Set task. What is needed here is an exact copy of every entry.

Provided data.
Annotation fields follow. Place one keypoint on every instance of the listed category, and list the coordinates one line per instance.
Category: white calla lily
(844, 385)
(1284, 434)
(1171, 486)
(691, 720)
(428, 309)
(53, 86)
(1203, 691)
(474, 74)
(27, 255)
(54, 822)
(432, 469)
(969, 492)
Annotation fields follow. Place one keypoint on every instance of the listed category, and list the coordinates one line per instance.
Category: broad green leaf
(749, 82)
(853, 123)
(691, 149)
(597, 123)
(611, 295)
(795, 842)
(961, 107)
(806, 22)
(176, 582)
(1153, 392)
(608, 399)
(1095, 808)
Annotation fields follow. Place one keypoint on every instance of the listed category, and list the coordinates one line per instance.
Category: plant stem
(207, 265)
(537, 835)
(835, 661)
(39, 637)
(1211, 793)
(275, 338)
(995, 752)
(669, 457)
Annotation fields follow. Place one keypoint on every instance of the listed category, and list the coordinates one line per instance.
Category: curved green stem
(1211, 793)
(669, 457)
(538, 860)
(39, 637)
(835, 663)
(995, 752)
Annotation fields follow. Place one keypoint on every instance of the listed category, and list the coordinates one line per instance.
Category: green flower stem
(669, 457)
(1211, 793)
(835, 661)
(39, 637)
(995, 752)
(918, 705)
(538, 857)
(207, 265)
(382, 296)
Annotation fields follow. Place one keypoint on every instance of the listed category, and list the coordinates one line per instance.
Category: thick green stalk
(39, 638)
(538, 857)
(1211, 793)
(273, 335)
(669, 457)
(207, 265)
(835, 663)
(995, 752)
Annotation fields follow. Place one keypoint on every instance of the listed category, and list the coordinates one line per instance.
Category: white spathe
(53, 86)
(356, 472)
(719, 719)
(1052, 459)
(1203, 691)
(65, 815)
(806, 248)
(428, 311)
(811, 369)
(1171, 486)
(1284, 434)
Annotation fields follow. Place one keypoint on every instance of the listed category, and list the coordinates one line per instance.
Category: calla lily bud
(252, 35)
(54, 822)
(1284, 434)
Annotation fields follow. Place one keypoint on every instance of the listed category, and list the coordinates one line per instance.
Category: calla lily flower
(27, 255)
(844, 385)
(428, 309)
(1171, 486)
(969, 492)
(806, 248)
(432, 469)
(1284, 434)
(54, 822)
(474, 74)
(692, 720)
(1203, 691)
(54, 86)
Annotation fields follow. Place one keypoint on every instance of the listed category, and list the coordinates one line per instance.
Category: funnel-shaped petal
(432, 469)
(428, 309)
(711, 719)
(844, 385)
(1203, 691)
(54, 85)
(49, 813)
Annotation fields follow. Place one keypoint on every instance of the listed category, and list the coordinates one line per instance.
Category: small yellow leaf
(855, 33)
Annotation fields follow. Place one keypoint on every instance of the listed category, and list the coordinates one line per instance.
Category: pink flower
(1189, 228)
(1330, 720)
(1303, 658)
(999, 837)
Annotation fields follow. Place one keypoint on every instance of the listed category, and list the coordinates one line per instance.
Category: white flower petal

Output for this exercise.
Annotation fields follow. Place one keypoint on every instance of the listed category, and list the coordinates one line per instance.
Category: white calla lily
(844, 385)
(1284, 434)
(1171, 486)
(691, 720)
(428, 309)
(53, 86)
(1203, 691)
(474, 74)
(27, 255)
(54, 822)
(432, 469)
(969, 492)
Annotation fields follow. Place one keypoint on every instance of the listed category, and list the coordinates one line per instance.
Category: broad green leaf
(749, 82)
(853, 123)
(691, 149)
(597, 123)
(611, 295)
(795, 842)
(961, 107)
(806, 22)
(176, 582)
(1153, 392)
(608, 399)
(1095, 808)
Annotation fields follow. Place one keypoint on every instance of the listed category, and list the coordinates one line per instance.
Category: plant stem
(207, 265)
(537, 835)
(835, 661)
(39, 637)
(1211, 793)
(275, 338)
(995, 752)
(669, 457)
Annotation fields follow. Place one keypoint on every instance of the listed category, and list the coordinates one line per instance.
Category: curved green stem
(1211, 793)
(669, 457)
(538, 860)
(39, 637)
(835, 663)
(995, 752)
Annotation fields follow. Place one keypoint on every instance of the listed category, and list the coordinates one line per instance.
Category: green flower stem
(669, 457)
(1211, 793)
(835, 661)
(39, 637)
(995, 752)
(918, 705)
(538, 857)
(207, 265)
(382, 296)
Annotation fields follow. Place one keypoint on every instance of the listed category, and list the coordinates one line per instance.
Category: thick green stalk
(39, 638)
(538, 857)
(1211, 793)
(273, 335)
(669, 457)
(207, 265)
(835, 663)
(995, 752)
Annotation fields follow. Place one keypoint on every instance of the listed category, and list the coordinates one line per instance.
Category: white spathe
(53, 86)
(356, 472)
(719, 719)
(1052, 459)
(1203, 691)
(65, 815)
(806, 248)
(428, 311)
(811, 369)
(1171, 486)
(1284, 434)
Annotation fields follow. Place one keypoint on every instance of the listed category, and list the coordinates one line per instance.
Category: calla lily bud
(252, 35)
(54, 822)
(1284, 434)
Annotation fields follow. Place one keypoint on every instance of the listed category, and list the coordinates one line per instance.
Category: calla lily flower
(27, 255)
(844, 385)
(428, 309)
(1171, 486)
(969, 492)
(806, 248)
(432, 469)
(1284, 434)
(54, 822)
(474, 74)
(692, 720)
(1203, 691)
(54, 86)
Annotation fields follow. Place one keypoint on every instance of the listed category, and list the coordinates one line per instance.
Category: funnel-shaped petal
(432, 469)
(428, 309)
(711, 719)
(844, 385)
(1203, 691)
(54, 85)
(49, 813)
Annotation fields follow. Place one keypoint on every instance of the listed category, and list the coordinates one line per instance.
Category: small yellow leaf
(855, 33)
Annotation fields follow. Place one keypoint on every instance of the listed category, and list the coordinates one line per instance.
Category: pink flower
(1189, 228)
(1330, 720)
(1303, 658)
(999, 837)
Annotation fields follow. Place one keypoint on every instance of the listed category, and list the coordinates one line per instance.
Category: white flower petal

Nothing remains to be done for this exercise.